Can you pick up the passage on SQL operator clauses and selectivity estimators and keep writing it from its last sentence?

**Extract**
'''

For example, ’<’ and ’>=’ are a negator pair for most datatypes. An operator can never be
validly be its own negator.
Unlike COMMUTATOR, a pair of unary operators could validly be marked as each others’
negators; that would mean (A x) equals NOT (B x) for all x, or the equivalent for right-unary
operators.
An operator’s negator must have the same left and/or right argument types as the operator
itself, so just as with COMMUTATOR, only the operator name need be given in the
NEGATOR clause.
Providing NEGATOR is very helpful to the query optimizer since it allows expressions like
NOT (x = y) to be simplified into x <> y. This comes up more often than you might think,
because NOTs can be inserted as a consequence of other rearrangements.
Pairs of negator operators can be defined using the same methods explained above for
commutator pairs.
RESTRICT
The RESTRICT clause, if provided, names a restriction selectivity estimation function for the
operator (note that this is a function name, not an operator name). RESTRICT clauses only
make sense for binary operators that return boolean. The idea behind a restriction selectivity
estimator is to guess what fraction of the rows in a table will satisfy a WHERE-clause
condition of the form
field OP constant

for the current operator and a particular constant value. This assists the optimizer by giving it
some idea of how many rows will be eliminated by WHERE clauses that have this form. (What
happens if the constant is on the left, you may be wondering? Well, that’s one of the things that
COMMUTATOR is for...)
Writing new restriction selectivity estimation functions is far beyond the scope of this chapter,
but fortunately you can usually just use one of the system’s standard estimators for many of
your own operators. These are the standard restriction estimators:
eqsel for =
neqsel for <>
scalarltsel for < or <=
scalargtsel for > or >=

Chapter 6. Extending SQL: Operators
34
It might seem a little odd that these are the categories, but they make sense if you think about
it. ’=’ will typically accept only a small fraction of the rows in a table; ’<>’ will typically reject
only a small fraction. ’<’ will accept a fraction that depends on where the given constant falls
in the range of values for that table column (which, it just so happens, is information collected
by VACUUM ANALYZE and made available to the selectivity estimator). ’<=’ will accept a
slightly larger fraction than ’<’ for the same comparison constant, but they’re close enough to
not be worth distinguishing, especially since we’re not likely to do better than a rough guess
anyhow. Similar remarks apply to ’>’ and ’>=’.
You can frequently get away with using either eqsel or neqsel for operators that have very high
or very low selectivity, even if they aren’t really equality or inequality. For example, the
approximate-equality geometric operators use eqsel on the assumption that they’ll usually only
match a small fraction of the entries in a table.
You can use scalarltsel and scalargtsel for comparisons on datatypes that have some sensible
means of being converted into numeric scalars for range comparisons. If possible, add the
datatype to those understood by the routine convert_to_scalar() in
src/backend/utils/adt/selfuncs.c. (Eventually, this routine should be replaced by per-datatype
functions identified through a column of the pg_type table; but that hasn’t happened yet.) If you
do not do this, things will still work, but the optimizer’s estimates won’t be as good as they
could be.
There are additional selectivity functions designed for geometric operators in
src/backend/utils/adt/geo_selfuncs.c: areasel, positionsel, and contsel. At this writing these are
just stubs, but you may want to use them (or even better, improve them) anyway.

'''

**Information provided**
'''

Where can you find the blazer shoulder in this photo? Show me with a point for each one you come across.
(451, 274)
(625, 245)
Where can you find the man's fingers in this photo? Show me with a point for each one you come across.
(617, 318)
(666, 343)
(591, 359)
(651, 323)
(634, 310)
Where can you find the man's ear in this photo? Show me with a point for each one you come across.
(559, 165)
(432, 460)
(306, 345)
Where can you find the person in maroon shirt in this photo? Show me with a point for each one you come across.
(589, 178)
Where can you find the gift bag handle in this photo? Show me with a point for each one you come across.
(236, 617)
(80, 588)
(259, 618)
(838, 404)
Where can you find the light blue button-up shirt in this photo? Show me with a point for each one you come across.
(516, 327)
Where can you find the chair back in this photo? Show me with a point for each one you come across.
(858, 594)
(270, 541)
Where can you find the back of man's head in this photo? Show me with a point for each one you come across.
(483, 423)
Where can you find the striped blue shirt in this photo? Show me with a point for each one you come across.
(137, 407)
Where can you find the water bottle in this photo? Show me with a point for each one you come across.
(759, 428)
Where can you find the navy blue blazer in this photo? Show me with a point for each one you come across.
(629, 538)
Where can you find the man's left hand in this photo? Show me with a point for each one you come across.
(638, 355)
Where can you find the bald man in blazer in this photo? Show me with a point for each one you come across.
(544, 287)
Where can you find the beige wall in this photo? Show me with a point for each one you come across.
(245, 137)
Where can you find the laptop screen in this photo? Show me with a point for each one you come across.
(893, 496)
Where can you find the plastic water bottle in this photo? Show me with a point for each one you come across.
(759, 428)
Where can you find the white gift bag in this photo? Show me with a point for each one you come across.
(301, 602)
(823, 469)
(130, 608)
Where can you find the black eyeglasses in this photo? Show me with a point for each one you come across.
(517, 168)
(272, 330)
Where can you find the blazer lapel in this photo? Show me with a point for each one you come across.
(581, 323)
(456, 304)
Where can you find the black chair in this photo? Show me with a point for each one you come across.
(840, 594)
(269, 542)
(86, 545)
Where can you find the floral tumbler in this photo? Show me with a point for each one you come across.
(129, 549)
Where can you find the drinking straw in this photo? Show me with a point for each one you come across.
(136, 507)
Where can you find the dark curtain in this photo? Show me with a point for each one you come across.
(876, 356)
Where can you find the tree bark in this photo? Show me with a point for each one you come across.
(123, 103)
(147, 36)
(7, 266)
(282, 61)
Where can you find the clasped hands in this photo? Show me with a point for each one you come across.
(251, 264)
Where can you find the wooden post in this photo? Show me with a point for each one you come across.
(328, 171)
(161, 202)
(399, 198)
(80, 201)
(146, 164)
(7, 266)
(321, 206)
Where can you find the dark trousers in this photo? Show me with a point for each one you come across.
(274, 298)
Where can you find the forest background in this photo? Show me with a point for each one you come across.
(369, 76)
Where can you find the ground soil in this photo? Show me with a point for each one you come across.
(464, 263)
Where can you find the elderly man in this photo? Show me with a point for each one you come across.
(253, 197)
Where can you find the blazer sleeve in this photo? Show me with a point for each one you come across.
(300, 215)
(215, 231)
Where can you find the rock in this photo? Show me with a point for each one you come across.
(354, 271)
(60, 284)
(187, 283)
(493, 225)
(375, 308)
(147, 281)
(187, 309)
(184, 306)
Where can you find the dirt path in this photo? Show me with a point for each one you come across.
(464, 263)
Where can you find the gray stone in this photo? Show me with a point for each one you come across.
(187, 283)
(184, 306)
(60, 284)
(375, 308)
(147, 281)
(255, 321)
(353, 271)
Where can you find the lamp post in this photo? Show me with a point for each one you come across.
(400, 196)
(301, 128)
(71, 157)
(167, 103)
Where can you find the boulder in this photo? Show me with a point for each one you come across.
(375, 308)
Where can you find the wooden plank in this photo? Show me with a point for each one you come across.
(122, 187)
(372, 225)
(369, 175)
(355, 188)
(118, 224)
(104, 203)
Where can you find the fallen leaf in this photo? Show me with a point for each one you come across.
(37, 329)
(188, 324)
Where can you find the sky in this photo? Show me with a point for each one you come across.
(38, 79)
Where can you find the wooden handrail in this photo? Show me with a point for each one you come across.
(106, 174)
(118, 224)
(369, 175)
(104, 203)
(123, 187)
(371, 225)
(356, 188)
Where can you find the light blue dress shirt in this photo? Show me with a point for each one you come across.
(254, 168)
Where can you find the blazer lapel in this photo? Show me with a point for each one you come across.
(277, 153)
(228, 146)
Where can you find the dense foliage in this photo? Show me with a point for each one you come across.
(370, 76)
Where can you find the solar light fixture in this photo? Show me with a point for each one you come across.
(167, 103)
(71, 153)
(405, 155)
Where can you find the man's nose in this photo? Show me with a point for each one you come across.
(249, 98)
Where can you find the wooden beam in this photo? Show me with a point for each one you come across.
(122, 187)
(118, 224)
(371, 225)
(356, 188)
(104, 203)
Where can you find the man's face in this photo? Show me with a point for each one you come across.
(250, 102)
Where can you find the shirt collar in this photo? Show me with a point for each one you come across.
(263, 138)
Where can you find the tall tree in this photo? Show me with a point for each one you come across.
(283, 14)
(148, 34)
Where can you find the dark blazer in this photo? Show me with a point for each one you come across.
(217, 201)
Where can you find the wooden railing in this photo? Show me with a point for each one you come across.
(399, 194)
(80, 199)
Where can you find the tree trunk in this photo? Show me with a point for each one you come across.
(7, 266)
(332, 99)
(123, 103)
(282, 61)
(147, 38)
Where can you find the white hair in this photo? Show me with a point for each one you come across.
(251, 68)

'''

**Written response**
JOIN
The JOIN clause, if provided, names a join selectivity estimation function for the operator
(note that this is a function name, not an operator name). JOIN clauses only make sense for
binary operators that return boolean. The idea behind a join selectivity estimator is to guess
what fraction of the rows in a pair of tables will satisfy a WHERE-clause condition of the form
table1.field1 OP table2.field2

for the current operator. As with the RESTRICT clause, this helps the optimizer very
substantially by letting it figure out which of several possible join sequences is likely to take
the least work.
As before, this chapter will make no attempt to explain how to write a join selectivity
estimator function, but will just suggest that you use one of the standard estimators if one is
applicable:
eqjoinsel for =
neqjoinsel for <>
scalarltjoinsel for < or <=
scalargtjoinsel for > or >=
areajoinsel for 2D area-based comparisons
positionjoinsel for 2D position-based comparisons
contjoinsel for 2D containment-based comparisons
Chapter 6. Extending SQL: Operators
35


HASHES
The HASHES clause, if present, tells the system that it is OK to use the hash join method for a
join based on this operator. HASHES only makes sense for binary operators that return
boolean, and in practice the operator had better be equality for some data type.
The assumption underlying hash join is that the join operator can only return TRUE for pairs
of left and right values that hash to the same hash code. If two values get put in different hash
buckets, the join will never compare them at all, implicitly assuming that the result of the join
operator must be FALSE. So it never makes sense to specify HASHES for operators that do not
represent equality.
In fact, logical equality is not good enough either; the operator had better represent pure
bitwise equality, because the hash function will be computed on the memory representation of
the values regardless of what the bits mean. For example, equality of time intervals is not
bitwise equality; the interval equality operator considers two time intervals equal if they have
the same duration, whether or not their endpoints are identical. What this means is that a join
using "=" between interval fields would yield different results if implemented as a hash join
than if implemented another way, because a large fraction of the pairs that should match will
hash to different values and will never be compared by the hash join. But if the optimizer chose
to use a different kind of join, all the pairs that the equality operator says are equal will be
found. We don’t want that kind of inconsistency, so we don’t mark interval equality as
hashable.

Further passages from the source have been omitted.